_What the task requires:_
I'd like every line from the material below that has "adult" in it.

"""

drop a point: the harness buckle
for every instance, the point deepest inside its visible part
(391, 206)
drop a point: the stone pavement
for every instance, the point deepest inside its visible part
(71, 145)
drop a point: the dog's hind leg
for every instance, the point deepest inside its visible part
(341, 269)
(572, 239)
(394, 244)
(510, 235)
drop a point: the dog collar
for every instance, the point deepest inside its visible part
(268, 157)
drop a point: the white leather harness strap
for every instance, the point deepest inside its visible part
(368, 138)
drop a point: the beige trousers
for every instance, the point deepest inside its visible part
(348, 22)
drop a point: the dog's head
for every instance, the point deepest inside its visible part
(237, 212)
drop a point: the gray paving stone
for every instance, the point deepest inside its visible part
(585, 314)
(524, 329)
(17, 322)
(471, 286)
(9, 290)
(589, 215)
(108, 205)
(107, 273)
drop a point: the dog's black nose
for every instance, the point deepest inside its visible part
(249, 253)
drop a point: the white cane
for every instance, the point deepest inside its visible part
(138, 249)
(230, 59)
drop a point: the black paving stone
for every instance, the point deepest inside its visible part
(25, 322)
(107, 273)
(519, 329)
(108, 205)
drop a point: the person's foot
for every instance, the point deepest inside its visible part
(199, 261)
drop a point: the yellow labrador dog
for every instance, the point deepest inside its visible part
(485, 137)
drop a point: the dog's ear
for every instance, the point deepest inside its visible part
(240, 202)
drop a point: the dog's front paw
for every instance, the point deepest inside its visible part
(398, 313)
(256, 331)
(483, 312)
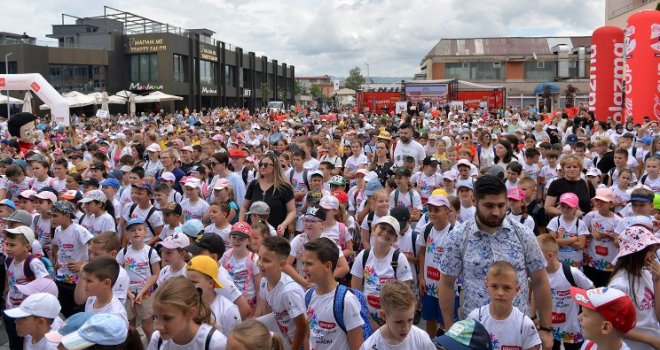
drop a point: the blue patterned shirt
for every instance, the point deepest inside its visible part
(471, 257)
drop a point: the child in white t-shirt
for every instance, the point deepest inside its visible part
(565, 325)
(398, 309)
(509, 328)
(375, 267)
(143, 266)
(202, 270)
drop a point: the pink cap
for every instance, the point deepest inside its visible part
(569, 199)
(516, 193)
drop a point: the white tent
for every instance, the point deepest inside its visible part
(27, 102)
(157, 96)
(12, 101)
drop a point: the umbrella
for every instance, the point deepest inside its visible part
(12, 101)
(156, 97)
(27, 103)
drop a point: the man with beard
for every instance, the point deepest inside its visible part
(485, 239)
(407, 147)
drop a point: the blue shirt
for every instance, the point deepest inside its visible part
(471, 256)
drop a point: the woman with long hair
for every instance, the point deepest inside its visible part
(274, 189)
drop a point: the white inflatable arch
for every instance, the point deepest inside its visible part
(59, 107)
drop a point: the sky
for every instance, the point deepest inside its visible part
(332, 36)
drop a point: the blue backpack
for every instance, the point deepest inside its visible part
(338, 309)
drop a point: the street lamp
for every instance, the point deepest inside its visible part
(7, 72)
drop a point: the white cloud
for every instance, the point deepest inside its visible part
(332, 36)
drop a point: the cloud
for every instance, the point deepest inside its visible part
(332, 36)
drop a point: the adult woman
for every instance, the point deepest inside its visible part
(271, 187)
(503, 153)
(571, 166)
(381, 164)
(485, 150)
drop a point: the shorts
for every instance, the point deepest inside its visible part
(144, 310)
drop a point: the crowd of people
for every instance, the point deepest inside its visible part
(294, 229)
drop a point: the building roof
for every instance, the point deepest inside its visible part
(504, 46)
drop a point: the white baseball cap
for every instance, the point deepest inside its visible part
(40, 304)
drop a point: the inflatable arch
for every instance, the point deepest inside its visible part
(59, 107)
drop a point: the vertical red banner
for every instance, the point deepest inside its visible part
(606, 71)
(642, 71)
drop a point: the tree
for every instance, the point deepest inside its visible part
(355, 79)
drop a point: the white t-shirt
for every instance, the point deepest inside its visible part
(643, 298)
(376, 274)
(325, 333)
(435, 248)
(601, 252)
(138, 265)
(564, 311)
(15, 276)
(218, 340)
(287, 300)
(114, 307)
(72, 247)
(194, 210)
(569, 255)
(226, 314)
(417, 339)
(517, 331)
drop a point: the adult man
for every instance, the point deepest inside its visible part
(486, 239)
(407, 147)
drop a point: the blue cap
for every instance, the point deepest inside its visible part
(101, 329)
(110, 182)
(70, 325)
(8, 202)
(372, 186)
(192, 227)
(136, 221)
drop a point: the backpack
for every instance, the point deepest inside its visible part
(396, 196)
(27, 270)
(206, 345)
(291, 173)
(338, 308)
(146, 219)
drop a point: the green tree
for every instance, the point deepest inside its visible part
(355, 79)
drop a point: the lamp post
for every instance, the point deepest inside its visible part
(7, 72)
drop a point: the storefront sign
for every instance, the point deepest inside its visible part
(208, 53)
(137, 45)
(209, 91)
(145, 87)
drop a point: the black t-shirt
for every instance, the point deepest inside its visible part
(276, 200)
(582, 188)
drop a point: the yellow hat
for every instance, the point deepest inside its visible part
(206, 266)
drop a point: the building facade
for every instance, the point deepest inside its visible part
(523, 65)
(123, 51)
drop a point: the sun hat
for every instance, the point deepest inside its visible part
(100, 329)
(206, 266)
(209, 241)
(612, 304)
(259, 208)
(389, 220)
(634, 239)
(465, 335)
(93, 195)
(175, 241)
(569, 199)
(604, 194)
(39, 285)
(241, 229)
(438, 200)
(329, 202)
(516, 193)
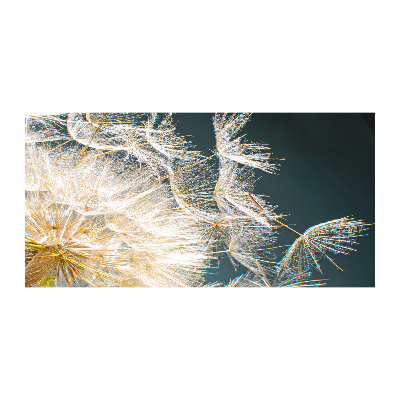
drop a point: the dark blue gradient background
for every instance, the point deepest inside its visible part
(328, 172)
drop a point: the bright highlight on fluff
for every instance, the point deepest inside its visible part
(122, 199)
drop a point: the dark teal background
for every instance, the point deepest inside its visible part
(328, 173)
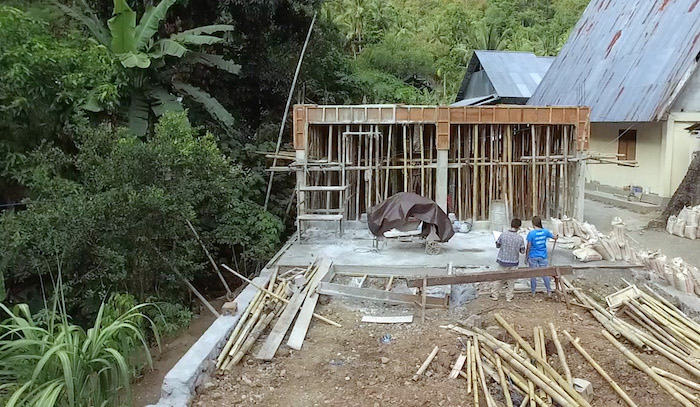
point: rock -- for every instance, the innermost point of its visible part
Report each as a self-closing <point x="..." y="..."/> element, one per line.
<point x="497" y="332"/>
<point x="475" y="320"/>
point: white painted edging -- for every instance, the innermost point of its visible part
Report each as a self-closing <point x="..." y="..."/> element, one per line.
<point x="181" y="382"/>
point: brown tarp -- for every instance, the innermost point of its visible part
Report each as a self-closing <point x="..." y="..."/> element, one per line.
<point x="398" y="209"/>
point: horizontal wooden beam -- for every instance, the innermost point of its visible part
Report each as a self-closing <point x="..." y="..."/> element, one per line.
<point x="372" y="294"/>
<point x="397" y="271"/>
<point x="494" y="275"/>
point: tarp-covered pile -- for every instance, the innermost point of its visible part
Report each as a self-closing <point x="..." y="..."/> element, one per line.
<point x="399" y="209"/>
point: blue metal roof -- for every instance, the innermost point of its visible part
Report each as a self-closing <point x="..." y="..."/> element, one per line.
<point x="512" y="74"/>
<point x="626" y="59"/>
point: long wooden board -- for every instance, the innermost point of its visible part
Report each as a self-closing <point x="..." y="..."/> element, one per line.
<point x="494" y="275"/>
<point x="372" y="294"/>
<point x="296" y="338"/>
<point x="403" y="319"/>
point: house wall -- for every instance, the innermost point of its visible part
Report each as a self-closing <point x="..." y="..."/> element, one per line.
<point x="648" y="154"/>
<point x="684" y="145"/>
<point x="664" y="151"/>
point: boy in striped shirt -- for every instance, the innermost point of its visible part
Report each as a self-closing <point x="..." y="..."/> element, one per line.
<point x="510" y="245"/>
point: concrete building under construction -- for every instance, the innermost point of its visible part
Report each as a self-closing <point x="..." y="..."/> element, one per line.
<point x="349" y="158"/>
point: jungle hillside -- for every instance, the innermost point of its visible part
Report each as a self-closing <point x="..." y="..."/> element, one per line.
<point x="131" y="130"/>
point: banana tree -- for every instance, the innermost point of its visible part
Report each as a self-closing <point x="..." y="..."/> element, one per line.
<point x="143" y="55"/>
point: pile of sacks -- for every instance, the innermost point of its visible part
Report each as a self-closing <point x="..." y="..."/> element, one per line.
<point x="591" y="245"/>
<point x="679" y="274"/>
<point x="685" y="224"/>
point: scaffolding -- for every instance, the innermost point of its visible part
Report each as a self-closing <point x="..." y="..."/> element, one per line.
<point x="350" y="158"/>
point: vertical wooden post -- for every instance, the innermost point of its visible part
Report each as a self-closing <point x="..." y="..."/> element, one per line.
<point x="422" y="161"/>
<point x="458" y="201"/>
<point x="566" y="171"/>
<point x="388" y="162"/>
<point x="533" y="187"/>
<point x="405" y="158"/>
<point x="548" y="184"/>
<point x="509" y="159"/>
<point x="423" y="299"/>
<point x="475" y="172"/>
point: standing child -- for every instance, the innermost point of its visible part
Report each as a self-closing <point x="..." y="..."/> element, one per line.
<point x="510" y="245"/>
<point x="537" y="255"/>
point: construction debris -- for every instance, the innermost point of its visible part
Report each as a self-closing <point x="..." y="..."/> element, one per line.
<point x="270" y="303"/>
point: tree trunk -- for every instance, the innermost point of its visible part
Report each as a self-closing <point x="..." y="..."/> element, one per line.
<point x="688" y="192"/>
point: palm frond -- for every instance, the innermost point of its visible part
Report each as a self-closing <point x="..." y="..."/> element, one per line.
<point x="150" y="21"/>
<point x="164" y="101"/>
<point x="138" y="114"/>
<point x="208" y="29"/>
<point x="215" y="61"/>
<point x="213" y="107"/>
<point x="91" y="22"/>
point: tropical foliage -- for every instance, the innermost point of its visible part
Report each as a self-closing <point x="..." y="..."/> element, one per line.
<point x="45" y="360"/>
<point x="146" y="60"/>
<point x="104" y="206"/>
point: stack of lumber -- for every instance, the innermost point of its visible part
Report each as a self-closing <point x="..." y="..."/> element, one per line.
<point x="653" y="324"/>
<point x="685" y="224"/>
<point x="591" y="245"/>
<point x="276" y="305"/>
<point x="520" y="371"/>
<point x="677" y="273"/>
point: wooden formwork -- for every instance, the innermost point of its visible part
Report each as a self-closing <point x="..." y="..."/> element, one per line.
<point x="528" y="157"/>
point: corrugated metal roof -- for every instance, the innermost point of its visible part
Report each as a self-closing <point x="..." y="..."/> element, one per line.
<point x="626" y="59"/>
<point x="513" y="74"/>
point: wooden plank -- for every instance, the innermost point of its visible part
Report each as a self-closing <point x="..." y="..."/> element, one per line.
<point x="296" y="338"/>
<point x="377" y="295"/>
<point x="494" y="275"/>
<point x="279" y="330"/>
<point x="404" y="319"/>
<point x="458" y="366"/>
<point x="398" y="271"/>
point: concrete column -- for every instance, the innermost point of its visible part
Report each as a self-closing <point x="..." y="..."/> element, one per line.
<point x="666" y="170"/>
<point x="301" y="180"/>
<point x="580" y="187"/>
<point x="441" y="180"/>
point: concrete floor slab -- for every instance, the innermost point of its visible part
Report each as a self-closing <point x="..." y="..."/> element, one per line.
<point x="475" y="249"/>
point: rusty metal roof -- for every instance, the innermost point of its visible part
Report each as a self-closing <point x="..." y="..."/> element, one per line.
<point x="626" y="59"/>
<point x="512" y="74"/>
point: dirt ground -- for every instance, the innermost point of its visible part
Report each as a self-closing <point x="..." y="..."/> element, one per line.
<point x="344" y="366"/>
<point x="146" y="390"/>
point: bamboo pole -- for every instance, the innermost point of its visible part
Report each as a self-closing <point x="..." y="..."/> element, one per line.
<point x="426" y="363"/>
<point x="469" y="367"/>
<point x="548" y="369"/>
<point x="646" y="369"/>
<point x="487" y="394"/>
<point x="475" y="378"/>
<point x="562" y="355"/>
<point x="504" y="383"/>
<point x="557" y="392"/>
<point x="273" y="295"/>
<point x="211" y="260"/>
<point x="600" y="370"/>
<point x="682" y="380"/>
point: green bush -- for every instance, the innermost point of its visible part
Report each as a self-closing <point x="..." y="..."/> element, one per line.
<point x="125" y="200"/>
<point x="52" y="362"/>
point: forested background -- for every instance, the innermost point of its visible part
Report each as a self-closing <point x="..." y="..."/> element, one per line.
<point x="110" y="139"/>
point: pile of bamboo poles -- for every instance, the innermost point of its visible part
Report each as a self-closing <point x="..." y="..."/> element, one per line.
<point x="532" y="167"/>
<point x="658" y="326"/>
<point x="522" y="372"/>
<point x="261" y="311"/>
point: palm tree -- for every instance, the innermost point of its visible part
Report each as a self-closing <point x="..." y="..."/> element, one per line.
<point x="145" y="58"/>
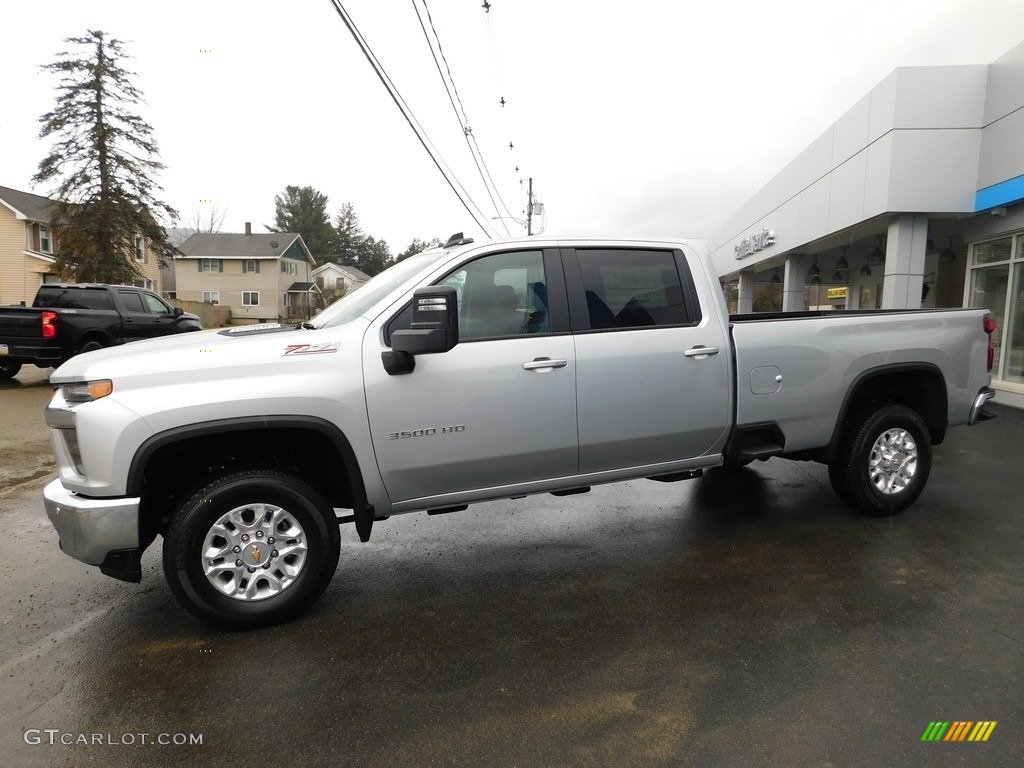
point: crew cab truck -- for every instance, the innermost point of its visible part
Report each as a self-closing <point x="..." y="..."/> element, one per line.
<point x="67" y="320"/>
<point x="476" y="372"/>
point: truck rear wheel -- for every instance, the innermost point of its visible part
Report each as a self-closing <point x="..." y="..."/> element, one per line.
<point x="884" y="461"/>
<point x="8" y="370"/>
<point x="251" y="548"/>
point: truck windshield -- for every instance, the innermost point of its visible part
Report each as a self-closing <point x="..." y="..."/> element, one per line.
<point x="360" y="300"/>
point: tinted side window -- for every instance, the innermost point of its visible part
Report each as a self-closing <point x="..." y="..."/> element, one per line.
<point x="131" y="301"/>
<point x="502" y="295"/>
<point x="74" y="298"/>
<point x="632" y="289"/>
<point x="156" y="305"/>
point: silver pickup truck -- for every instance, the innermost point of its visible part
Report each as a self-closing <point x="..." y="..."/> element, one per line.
<point x="475" y="372"/>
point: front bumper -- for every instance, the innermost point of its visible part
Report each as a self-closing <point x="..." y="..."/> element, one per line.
<point x="91" y="528"/>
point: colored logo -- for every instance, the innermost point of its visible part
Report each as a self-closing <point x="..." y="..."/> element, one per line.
<point x="958" y="730"/>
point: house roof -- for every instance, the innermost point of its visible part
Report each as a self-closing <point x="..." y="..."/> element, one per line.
<point x="357" y="274"/>
<point x="237" y="246"/>
<point x="27" y="205"/>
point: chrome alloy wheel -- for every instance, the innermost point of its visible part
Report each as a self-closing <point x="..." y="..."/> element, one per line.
<point x="254" y="552"/>
<point x="893" y="461"/>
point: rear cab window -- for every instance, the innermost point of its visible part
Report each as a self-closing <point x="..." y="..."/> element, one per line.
<point x="630" y="289"/>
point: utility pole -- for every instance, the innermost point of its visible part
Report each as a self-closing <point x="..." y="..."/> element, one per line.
<point x="529" y="208"/>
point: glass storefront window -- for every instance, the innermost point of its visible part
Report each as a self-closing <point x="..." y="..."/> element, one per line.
<point x="988" y="289"/>
<point x="1014" y="365"/>
<point x="996" y="282"/>
<point x="989" y="253"/>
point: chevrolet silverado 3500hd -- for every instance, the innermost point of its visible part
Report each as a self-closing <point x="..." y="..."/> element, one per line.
<point x="475" y="372"/>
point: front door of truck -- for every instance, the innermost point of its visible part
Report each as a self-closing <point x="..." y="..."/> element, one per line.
<point x="500" y="407"/>
<point x="652" y="370"/>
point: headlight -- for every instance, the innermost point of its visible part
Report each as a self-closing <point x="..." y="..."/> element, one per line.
<point x="86" y="391"/>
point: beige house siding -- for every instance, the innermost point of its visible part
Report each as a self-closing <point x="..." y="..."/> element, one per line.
<point x="20" y="274"/>
<point x="231" y="283"/>
<point x="150" y="265"/>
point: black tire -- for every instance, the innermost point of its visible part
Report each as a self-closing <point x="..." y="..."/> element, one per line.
<point x="884" y="461"/>
<point x="8" y="370"/>
<point x="246" y="508"/>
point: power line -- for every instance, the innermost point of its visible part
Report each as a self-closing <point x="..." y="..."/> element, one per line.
<point x="453" y="94"/>
<point x="410" y="118"/>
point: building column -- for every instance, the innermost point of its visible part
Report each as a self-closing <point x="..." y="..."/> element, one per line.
<point x="905" y="247"/>
<point x="744" y="299"/>
<point x="796" y="281"/>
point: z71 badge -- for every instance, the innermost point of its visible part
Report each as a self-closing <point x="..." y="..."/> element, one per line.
<point x="328" y="348"/>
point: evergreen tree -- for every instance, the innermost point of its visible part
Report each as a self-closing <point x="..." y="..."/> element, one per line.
<point x="375" y="256"/>
<point x="417" y="246"/>
<point x="303" y="210"/>
<point x="102" y="163"/>
<point x="348" y="238"/>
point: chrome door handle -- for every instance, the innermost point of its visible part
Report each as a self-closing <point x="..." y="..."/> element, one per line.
<point x="544" y="365"/>
<point x="700" y="351"/>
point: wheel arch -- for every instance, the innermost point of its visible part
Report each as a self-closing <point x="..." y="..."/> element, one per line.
<point x="168" y="464"/>
<point x="919" y="386"/>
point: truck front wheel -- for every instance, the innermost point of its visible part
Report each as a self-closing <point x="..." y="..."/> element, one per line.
<point x="884" y="461"/>
<point x="251" y="548"/>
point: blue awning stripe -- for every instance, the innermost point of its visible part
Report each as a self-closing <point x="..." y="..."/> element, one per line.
<point x="1005" y="193"/>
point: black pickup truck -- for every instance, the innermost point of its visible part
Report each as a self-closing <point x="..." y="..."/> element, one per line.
<point x="67" y="320"/>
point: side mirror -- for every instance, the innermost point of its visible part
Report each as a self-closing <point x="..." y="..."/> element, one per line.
<point x="435" y="323"/>
<point x="434" y="329"/>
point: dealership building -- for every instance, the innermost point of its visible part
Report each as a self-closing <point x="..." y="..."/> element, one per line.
<point x="914" y="198"/>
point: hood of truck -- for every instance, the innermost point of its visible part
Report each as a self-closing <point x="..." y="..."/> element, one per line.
<point x="207" y="355"/>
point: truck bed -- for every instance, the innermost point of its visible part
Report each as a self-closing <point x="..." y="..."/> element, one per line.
<point x="794" y="370"/>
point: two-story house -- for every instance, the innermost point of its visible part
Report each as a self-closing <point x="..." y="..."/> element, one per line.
<point x="262" y="278"/>
<point x="28" y="248"/>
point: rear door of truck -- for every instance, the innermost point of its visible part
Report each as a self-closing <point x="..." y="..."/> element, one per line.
<point x="144" y="315"/>
<point x="652" y="367"/>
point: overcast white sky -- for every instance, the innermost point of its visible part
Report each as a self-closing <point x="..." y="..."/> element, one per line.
<point x="641" y="118"/>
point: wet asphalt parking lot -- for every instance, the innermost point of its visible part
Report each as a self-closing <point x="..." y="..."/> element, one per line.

"""

_Reply to the exercise:_
drop a point: the adult woman
drop a point: the adult man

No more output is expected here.